Text excerpt —
- Born: William James Kraus June 26, 1947 Fort Mitchell, Kentucky, U.S.
- Died: January 11, 1986 (aged 38) San Francisco, California, U.S.
- Education: St. Xavier High School Ohio State University

= Bill Kraus =

American activist (1947–1986)

William James Kraus (June 26, 1947 - January 11, 1986) was an American gay rights and AIDS activist as well as a congressional aide who served as liaison between the San Francisco gay community and its two successive US representatives in the early 1980s.

==Early years==
Kraus was born in Fort Mitchell, Kentucky. His father died when he was in his early teens. Kraus was a 1965 graduate of St. Xavier High School in Cincinnati, Ohio and was a national merit scholar. He attended Dartmouth College for a semester and then Ohio State University from which he graduated with a bachelor's degree in history and master's degree in political science. He went on to become an aide to U.S. representatives Phillip and Sala Burton.

==Political career and AIDS activist==
Kraus moved to San Francisco in 1970 where he learned to practice politics from the Castro camera store owner and later City Supervisor Harvey Milk, who was among the first openly gay elected officials in the United States. After Milk's assassination in 1978, he helped Harry Britt to be elected as Milk's successor on the City Council. Kraus later became president of the Harvey Milk Democratic Club.

Supplied material —
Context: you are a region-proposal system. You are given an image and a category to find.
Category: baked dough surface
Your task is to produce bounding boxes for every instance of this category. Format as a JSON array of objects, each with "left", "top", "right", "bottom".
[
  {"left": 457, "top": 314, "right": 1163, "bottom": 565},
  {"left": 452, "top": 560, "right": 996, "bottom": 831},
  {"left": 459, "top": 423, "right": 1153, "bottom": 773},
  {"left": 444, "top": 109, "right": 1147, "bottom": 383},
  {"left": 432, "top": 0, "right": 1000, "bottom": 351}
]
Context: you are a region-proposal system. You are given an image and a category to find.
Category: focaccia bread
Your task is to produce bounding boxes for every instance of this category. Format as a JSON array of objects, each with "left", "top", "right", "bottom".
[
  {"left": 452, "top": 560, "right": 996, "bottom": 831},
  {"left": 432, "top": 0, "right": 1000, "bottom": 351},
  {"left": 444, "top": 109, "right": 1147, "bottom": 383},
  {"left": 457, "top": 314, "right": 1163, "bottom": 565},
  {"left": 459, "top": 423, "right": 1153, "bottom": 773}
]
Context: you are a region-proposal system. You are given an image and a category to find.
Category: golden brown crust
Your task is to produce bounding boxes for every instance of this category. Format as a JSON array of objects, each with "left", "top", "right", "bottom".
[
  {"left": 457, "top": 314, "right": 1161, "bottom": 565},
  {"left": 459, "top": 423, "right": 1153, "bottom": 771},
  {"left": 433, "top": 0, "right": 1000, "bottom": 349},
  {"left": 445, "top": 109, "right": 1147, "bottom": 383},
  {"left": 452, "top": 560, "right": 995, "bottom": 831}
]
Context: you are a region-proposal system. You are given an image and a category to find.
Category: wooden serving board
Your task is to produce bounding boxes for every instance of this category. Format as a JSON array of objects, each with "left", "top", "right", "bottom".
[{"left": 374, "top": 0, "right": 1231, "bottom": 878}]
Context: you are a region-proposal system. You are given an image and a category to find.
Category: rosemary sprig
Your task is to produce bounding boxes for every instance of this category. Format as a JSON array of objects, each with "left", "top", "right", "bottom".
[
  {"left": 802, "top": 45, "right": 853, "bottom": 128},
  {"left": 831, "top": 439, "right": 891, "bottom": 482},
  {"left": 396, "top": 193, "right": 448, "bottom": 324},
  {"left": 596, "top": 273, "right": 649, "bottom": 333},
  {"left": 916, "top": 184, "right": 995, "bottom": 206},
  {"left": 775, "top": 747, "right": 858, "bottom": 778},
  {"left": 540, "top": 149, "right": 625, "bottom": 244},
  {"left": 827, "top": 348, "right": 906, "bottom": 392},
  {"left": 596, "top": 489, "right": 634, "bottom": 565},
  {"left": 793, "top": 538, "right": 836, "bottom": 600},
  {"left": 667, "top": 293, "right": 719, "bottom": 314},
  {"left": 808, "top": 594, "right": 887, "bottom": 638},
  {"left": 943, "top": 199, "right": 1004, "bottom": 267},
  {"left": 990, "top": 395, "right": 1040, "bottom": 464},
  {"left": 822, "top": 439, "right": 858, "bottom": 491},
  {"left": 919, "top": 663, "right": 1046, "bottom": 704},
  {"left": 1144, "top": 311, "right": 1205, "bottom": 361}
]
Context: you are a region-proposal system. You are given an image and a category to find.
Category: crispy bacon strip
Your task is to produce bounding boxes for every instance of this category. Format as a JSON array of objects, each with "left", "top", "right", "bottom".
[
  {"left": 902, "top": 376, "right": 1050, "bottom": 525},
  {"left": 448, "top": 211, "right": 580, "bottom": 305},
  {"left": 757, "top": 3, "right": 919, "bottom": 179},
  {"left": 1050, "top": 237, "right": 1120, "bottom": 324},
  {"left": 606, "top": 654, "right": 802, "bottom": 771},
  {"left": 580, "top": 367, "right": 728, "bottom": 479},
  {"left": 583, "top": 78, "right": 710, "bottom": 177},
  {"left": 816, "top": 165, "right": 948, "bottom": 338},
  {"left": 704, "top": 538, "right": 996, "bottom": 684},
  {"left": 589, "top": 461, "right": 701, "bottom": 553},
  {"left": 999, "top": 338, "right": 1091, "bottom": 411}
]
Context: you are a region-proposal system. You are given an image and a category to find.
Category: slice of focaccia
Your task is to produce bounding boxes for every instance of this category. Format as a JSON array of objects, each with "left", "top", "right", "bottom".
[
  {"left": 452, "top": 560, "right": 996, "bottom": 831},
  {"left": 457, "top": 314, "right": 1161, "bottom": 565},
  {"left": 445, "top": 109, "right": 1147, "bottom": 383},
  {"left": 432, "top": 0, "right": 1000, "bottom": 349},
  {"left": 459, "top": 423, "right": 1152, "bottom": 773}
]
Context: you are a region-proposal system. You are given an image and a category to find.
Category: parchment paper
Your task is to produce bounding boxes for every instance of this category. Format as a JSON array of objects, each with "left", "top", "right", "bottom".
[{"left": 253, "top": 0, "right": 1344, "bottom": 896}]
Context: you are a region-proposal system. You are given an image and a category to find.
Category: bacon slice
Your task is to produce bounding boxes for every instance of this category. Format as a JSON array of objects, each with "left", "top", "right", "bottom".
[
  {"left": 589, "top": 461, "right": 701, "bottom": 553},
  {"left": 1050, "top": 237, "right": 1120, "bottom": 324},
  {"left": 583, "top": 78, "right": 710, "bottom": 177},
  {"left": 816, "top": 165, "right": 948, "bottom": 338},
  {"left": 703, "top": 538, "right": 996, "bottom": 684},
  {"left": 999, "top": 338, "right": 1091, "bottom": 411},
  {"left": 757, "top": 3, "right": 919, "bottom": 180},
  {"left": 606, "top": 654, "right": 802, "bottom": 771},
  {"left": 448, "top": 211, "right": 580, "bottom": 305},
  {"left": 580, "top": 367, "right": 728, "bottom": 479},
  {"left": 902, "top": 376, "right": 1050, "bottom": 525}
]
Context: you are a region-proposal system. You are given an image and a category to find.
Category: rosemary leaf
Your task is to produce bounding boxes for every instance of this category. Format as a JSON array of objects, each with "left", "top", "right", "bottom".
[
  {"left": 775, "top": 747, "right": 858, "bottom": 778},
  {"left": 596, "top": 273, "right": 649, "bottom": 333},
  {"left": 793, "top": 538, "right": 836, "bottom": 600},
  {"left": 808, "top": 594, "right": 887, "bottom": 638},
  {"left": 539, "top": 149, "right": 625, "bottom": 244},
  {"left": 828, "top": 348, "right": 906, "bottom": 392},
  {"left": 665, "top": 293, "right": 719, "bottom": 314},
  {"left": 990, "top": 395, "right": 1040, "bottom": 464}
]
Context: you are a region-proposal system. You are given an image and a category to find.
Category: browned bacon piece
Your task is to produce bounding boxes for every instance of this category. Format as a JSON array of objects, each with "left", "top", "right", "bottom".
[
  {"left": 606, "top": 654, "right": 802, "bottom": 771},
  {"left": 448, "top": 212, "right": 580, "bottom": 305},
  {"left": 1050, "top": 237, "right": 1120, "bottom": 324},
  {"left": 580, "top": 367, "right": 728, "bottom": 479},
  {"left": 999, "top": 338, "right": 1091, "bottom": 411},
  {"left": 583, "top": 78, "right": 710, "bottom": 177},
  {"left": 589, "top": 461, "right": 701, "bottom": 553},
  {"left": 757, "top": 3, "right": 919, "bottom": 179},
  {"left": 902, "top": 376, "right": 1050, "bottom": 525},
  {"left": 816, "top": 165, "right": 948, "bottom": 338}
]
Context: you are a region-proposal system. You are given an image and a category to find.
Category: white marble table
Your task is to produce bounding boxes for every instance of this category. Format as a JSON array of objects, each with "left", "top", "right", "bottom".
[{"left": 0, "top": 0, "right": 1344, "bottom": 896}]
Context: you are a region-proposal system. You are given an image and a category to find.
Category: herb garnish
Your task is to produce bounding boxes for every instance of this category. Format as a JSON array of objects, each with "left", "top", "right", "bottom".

Work instruction A — In the Bill Kraus biography, in what year did Kraus move to San Francisco?
Work instruction B — Continue the Bill Kraus biography from the point where it stops.

Task output A — 1970

Task output B —
Kraus accepted a job as liaison to the gay community for US Congressman Phillip Burton and, after Burton's death in 1983, to his widow Sala Burton who was elected to succeed her husband. Together, they worked on legislation to authorize funding to fight the AIDS epidemic. Through the Harvey Milk Democratic Club, Kraus conducted a "safe sex" campaign, attempting to bring awareness to the gay community of the dangers of unsafe sexual practices. Part of his campaign was to urge the closing of San Francisco's gay bathhouses, a recommendation that was severely criticized by some in the city's gay community who called Kraus a "sexual Nazi" for viewing the bathhouses as a problem.

Kraus was himself diagnosed with the disease in October 1984. He traveled to Paris to be treated with the drug HPA-23, believed at the time to boost the immune systems of AIDS patients. In Kraus' case, it proved useless. He was in Paris when actor Rock Hudson arrived to pursue the same treatment. When it became clear the drug had failed, Kraus returned home to San Francisco where he died on January 11, 1986, at the age of 38.

After his death, his mother worked to continue his activism and raise awareness about AIDS.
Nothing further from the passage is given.